### Given task:
Put every item below into a two-column CSV with the header command,boxes, one row per item, with the item's text in the first column and its answer in the second. Wrap each field in double quotes, replace line breaks with spaces, and leave out the pictures.

### Stored rows:
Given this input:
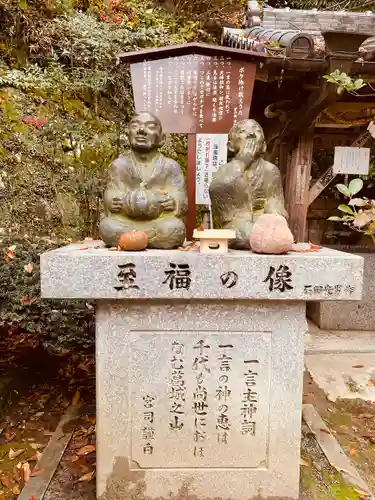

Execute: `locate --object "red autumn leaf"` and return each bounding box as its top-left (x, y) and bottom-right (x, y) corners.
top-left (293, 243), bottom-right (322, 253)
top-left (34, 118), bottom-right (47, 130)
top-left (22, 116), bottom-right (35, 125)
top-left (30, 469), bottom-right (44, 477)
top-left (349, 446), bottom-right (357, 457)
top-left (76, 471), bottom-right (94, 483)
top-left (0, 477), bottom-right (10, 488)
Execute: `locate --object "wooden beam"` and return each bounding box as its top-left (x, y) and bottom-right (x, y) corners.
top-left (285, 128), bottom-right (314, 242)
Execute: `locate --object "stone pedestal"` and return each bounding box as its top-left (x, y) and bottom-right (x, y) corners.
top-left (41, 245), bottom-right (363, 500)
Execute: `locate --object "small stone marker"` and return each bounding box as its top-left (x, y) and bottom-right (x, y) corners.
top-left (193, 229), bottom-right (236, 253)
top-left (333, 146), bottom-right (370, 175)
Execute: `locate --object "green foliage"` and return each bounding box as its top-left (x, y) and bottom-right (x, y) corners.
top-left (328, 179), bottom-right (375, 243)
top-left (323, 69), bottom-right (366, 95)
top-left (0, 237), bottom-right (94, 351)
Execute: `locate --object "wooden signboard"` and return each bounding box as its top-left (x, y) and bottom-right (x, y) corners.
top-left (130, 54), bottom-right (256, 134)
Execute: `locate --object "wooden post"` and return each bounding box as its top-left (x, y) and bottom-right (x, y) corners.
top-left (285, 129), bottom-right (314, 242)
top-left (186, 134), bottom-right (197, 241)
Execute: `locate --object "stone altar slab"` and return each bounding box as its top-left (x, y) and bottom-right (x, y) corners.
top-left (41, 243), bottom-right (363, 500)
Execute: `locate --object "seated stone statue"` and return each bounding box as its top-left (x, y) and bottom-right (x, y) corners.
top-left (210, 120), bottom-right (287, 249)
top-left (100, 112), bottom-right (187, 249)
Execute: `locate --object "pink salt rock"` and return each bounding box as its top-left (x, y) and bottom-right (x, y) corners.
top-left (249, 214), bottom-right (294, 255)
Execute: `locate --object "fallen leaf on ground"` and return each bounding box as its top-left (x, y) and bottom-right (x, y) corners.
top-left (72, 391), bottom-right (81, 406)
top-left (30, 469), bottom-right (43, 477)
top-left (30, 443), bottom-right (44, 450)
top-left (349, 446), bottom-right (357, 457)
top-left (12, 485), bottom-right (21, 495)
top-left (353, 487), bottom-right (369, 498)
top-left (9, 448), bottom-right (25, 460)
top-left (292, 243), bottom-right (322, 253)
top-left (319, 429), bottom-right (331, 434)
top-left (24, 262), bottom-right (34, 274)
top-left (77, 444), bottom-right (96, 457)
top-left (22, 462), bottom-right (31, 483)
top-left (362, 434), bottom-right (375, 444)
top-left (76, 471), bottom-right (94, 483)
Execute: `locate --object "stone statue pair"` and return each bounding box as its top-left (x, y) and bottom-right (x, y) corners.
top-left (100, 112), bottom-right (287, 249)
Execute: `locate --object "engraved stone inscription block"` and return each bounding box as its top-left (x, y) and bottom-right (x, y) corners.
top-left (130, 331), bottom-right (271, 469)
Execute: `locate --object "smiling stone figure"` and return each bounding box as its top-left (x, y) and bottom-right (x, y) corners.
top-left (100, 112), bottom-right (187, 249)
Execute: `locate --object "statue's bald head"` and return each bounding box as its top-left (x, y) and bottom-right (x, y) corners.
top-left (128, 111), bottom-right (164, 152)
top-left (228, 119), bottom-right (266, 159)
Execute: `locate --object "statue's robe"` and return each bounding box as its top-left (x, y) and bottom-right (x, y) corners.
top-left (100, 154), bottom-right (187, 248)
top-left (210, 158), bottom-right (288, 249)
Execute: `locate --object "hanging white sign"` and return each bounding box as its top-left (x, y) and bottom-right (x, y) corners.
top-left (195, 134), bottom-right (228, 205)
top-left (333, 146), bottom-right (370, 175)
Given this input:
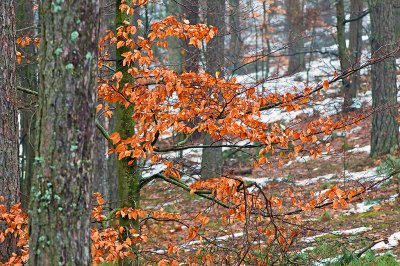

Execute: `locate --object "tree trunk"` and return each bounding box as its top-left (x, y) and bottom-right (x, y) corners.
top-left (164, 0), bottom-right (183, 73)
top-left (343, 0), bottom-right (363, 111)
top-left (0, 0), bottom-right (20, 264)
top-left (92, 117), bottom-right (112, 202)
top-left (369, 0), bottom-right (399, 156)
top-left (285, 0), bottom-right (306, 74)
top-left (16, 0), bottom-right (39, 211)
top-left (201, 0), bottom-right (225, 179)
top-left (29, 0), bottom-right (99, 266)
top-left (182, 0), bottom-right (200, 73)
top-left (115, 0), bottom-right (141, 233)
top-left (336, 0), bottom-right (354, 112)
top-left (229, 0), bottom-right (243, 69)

### Exercise solution:
command,boxes
"Given this input: Execute: `locate --object ""red autumn leaf""` and return each bounding box as its top-left (x, y) and bottom-right (x, y) corners.","top-left (293, 243), bottom-right (322, 253) top-left (34, 118), bottom-right (47, 130) top-left (22, 116), bottom-right (35, 125) top-left (30, 469), bottom-right (44, 477) top-left (349, 446), bottom-right (357, 457) top-left (76, 471), bottom-right (94, 483) top-left (0, 477), bottom-right (10, 488)"
"Execute: `locate --object ""wooden beam""` and return each bounding box as its top-left (x, y) and bottom-right (x, y) corners.","top-left (285, 128), bottom-right (314, 242)"
"Execute: `locate --object ""stone pedestal""` and return each bounding box as its top-left (x, y) and bottom-right (x, y) corners.","top-left (41, 245), bottom-right (363, 500)"
"Execute: `locate --object ""small stone marker""` and return each bounding box as its top-left (x, y) and bottom-right (x, y) corners.","top-left (193, 229), bottom-right (236, 253) top-left (333, 146), bottom-right (370, 175)"
"Execute: `locate --object ""green foliage""` and return each bounding box as its top-left (x, y) and bottom-right (x, y) corners.","top-left (328, 179), bottom-right (375, 243) top-left (323, 69), bottom-right (366, 95) top-left (0, 237), bottom-right (94, 351)"
"Execute: `locate --object ""wooden signboard""` and return each bounding box as its top-left (x, y) and bottom-right (x, y) corners.","top-left (130, 54), bottom-right (256, 134)"
"Execute: `locate --object ""wooden post""` and return each bounding box as its top-left (x, y) and bottom-right (x, y) corners.","top-left (285, 129), bottom-right (314, 242) top-left (186, 134), bottom-right (197, 241)"
"Execute: `locate --object ""stone altar slab""` and return each bounding box as its top-left (x, y) and bottom-right (x, y) corners.","top-left (41, 243), bottom-right (363, 500)"
"Execute: `locate --object ""seated stone statue""` and return each bounding box as its top-left (x, y) and bottom-right (x, y) corners.","top-left (210, 120), bottom-right (287, 249) top-left (100, 112), bottom-right (187, 249)"
"Execute: `locate --object ""pink salt rock""` and return each bounding box as its top-left (x, y) and bottom-right (x, y) corners.","top-left (249, 214), bottom-right (294, 255)"
"Execute: `locate --object ""fallen leaf on ground""` and return each bounding box as its top-left (x, y) and bottom-right (x, y) corners.","top-left (72, 391), bottom-right (81, 406) top-left (30, 469), bottom-right (43, 477) top-left (30, 443), bottom-right (44, 450) top-left (349, 446), bottom-right (357, 457) top-left (12, 485), bottom-right (21, 495) top-left (353, 487), bottom-right (369, 498) top-left (9, 448), bottom-right (25, 460) top-left (292, 243), bottom-right (322, 253) top-left (319, 429), bottom-right (331, 434) top-left (24, 262), bottom-right (34, 274) top-left (77, 444), bottom-right (96, 457) top-left (22, 462), bottom-right (31, 483) top-left (362, 434), bottom-right (375, 444) top-left (76, 471), bottom-right (94, 483)"
"Execute: `locate --object ""stone statue pair""` and return each bounding box as its top-left (x, y) and bottom-right (x, y) corners.","top-left (100, 112), bottom-right (287, 249)"
"Execute: `locate --object ""engraved stone inscription block""` and return each bounding box as its top-left (x, y) and bottom-right (x, y) corners.","top-left (130, 331), bottom-right (271, 469)"
"Execute: `locate --object ""smiling stone figure""` and return each bounding box as its top-left (x, y) and bottom-right (x, y) corners.","top-left (100, 112), bottom-right (187, 249)"
"Execute: `locate --object ""statue's bald head""` and return each bounding box as its top-left (x, y) and bottom-right (x, y) corners.","top-left (128, 111), bottom-right (164, 152) top-left (228, 119), bottom-right (266, 159)"
"Execute: `locate --object ""statue's robe""` and return each bounding box as its top-left (x, y) and bottom-right (x, y) corners.","top-left (100, 154), bottom-right (187, 248) top-left (210, 158), bottom-right (288, 249)"
"Execute: `locate --object ""hanging white sign""` and return each bounding box as its top-left (x, y) and bottom-right (x, y) corners.","top-left (195, 134), bottom-right (228, 205) top-left (333, 146), bottom-right (370, 175)"
"Given this input: Execute: `locate --object ""tree trunk""` and return each bounding box as its top-left (x, y) and bottom-right (x, y) corners.","top-left (164, 0), bottom-right (183, 73) top-left (343, 0), bottom-right (363, 111) top-left (0, 0), bottom-right (20, 264) top-left (92, 117), bottom-right (112, 202) top-left (369, 0), bottom-right (399, 156) top-left (285, 0), bottom-right (306, 74) top-left (16, 0), bottom-right (39, 211) top-left (201, 0), bottom-right (225, 179) top-left (29, 0), bottom-right (99, 266) top-left (182, 0), bottom-right (200, 73) top-left (115, 0), bottom-right (141, 233) top-left (336, 0), bottom-right (354, 112) top-left (229, 0), bottom-right (243, 69)"